Segment Start: Provided passage

The numbers don’t lie. There are big savings in time and money for biotechs and pharmaceutical companies that turn to cloud computing, but it may only be for a while, not necessarily for the long term.
Definitions vary for cloud computing, with each industry expert and service provider offering their own interpretation. The broadest view includes most hosted services — including storage, software as a service, grid computing and hosted applications — while a narrower definition says that the cloud is about on-demand access to compute and storage services. Across that spectrum, companies from startups to multinationals, are reaching out to service providers to get access to computing power and applications without the investment in money and staff to build out a computing and network infrastructure.
“Cloud computing is a big, trendy word right now, compared with other technologies out there because it is so new. There is a lot of potential for biotechs and pharmas, especially the up and coming ones who don’t have a lot of resources,” said Ruchi Mallya, pharmaceutical technology analyst with market research firm Ovum, a part of the Datamonitor Group.

Segment End: Provided passage

**Task instructions:**
a - Using the passage on cloud computing, decide whether each statement agrees with it. Answer yes or no for each, and quote the words that decide it.
(i) The savings from cloud computing are sure to last over the long term.
(ii) Ruchi Mallya is an analyst with the market research firm Ovum.
(iii) The narrower definition says the cloud is about on-demand access to compute and storage services.
b - According to the passage on cloud computing, what group is Ovum a part of?
c - Quote everything in the cloud computing passage from "The numbers don’t" down to "the long term.".

Segment Start: Dataset extract

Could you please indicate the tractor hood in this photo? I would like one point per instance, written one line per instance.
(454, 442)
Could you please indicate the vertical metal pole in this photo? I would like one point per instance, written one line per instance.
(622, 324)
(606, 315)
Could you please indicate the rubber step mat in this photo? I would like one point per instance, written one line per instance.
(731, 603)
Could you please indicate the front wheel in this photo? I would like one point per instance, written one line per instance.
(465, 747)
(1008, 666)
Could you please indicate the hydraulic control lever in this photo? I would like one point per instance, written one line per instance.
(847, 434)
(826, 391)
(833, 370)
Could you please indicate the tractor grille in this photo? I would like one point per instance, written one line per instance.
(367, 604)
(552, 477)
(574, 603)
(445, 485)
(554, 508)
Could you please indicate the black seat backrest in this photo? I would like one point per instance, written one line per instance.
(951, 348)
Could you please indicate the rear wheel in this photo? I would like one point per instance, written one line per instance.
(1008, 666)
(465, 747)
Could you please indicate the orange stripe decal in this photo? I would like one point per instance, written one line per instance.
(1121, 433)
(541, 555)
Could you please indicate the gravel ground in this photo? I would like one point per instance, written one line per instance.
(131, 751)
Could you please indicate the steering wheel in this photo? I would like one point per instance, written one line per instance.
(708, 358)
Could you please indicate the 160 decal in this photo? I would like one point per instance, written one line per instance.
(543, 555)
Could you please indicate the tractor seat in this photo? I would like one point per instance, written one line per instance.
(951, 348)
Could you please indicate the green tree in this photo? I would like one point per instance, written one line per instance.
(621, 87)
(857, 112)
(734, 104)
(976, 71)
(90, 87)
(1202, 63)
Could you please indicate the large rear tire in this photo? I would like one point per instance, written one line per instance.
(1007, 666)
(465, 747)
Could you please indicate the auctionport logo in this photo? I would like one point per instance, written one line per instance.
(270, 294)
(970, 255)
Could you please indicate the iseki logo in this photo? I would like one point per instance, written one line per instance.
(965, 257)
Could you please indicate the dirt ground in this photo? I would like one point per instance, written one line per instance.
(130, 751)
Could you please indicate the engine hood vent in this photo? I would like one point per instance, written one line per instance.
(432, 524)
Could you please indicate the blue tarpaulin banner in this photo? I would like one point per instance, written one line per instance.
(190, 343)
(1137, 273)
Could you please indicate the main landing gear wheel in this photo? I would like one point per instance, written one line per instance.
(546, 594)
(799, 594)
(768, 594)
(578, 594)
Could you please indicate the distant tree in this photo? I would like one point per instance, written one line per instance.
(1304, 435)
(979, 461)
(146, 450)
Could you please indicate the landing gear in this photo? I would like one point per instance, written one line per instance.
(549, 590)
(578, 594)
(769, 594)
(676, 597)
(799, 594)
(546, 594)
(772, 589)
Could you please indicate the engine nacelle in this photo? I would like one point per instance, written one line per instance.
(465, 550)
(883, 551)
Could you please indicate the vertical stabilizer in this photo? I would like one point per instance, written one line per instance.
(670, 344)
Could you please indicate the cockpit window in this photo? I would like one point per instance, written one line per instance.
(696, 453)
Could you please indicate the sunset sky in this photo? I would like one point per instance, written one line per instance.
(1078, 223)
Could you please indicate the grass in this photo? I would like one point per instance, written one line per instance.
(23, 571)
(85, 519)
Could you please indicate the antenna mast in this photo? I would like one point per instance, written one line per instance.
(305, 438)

Segment End: Dataset extract

**Results for the exercise:**
a -
(i) No: "it may only be for a while, not necessarily for the long term."
(ii) Yes: "pharmaceutical technology analyst with market research firm Ovum"
(iii) Yes: "a narrower definition says that the cloud is about on-demand access to compute and storage services"

b - Ovum is a part of the Datamonitor Group.

c -
The numbers don’t lie. There are big savings in time and money for biotechs and pharmaceutical companies that turn to cloud computing, but it may only be for a while, not necessarily for the long term.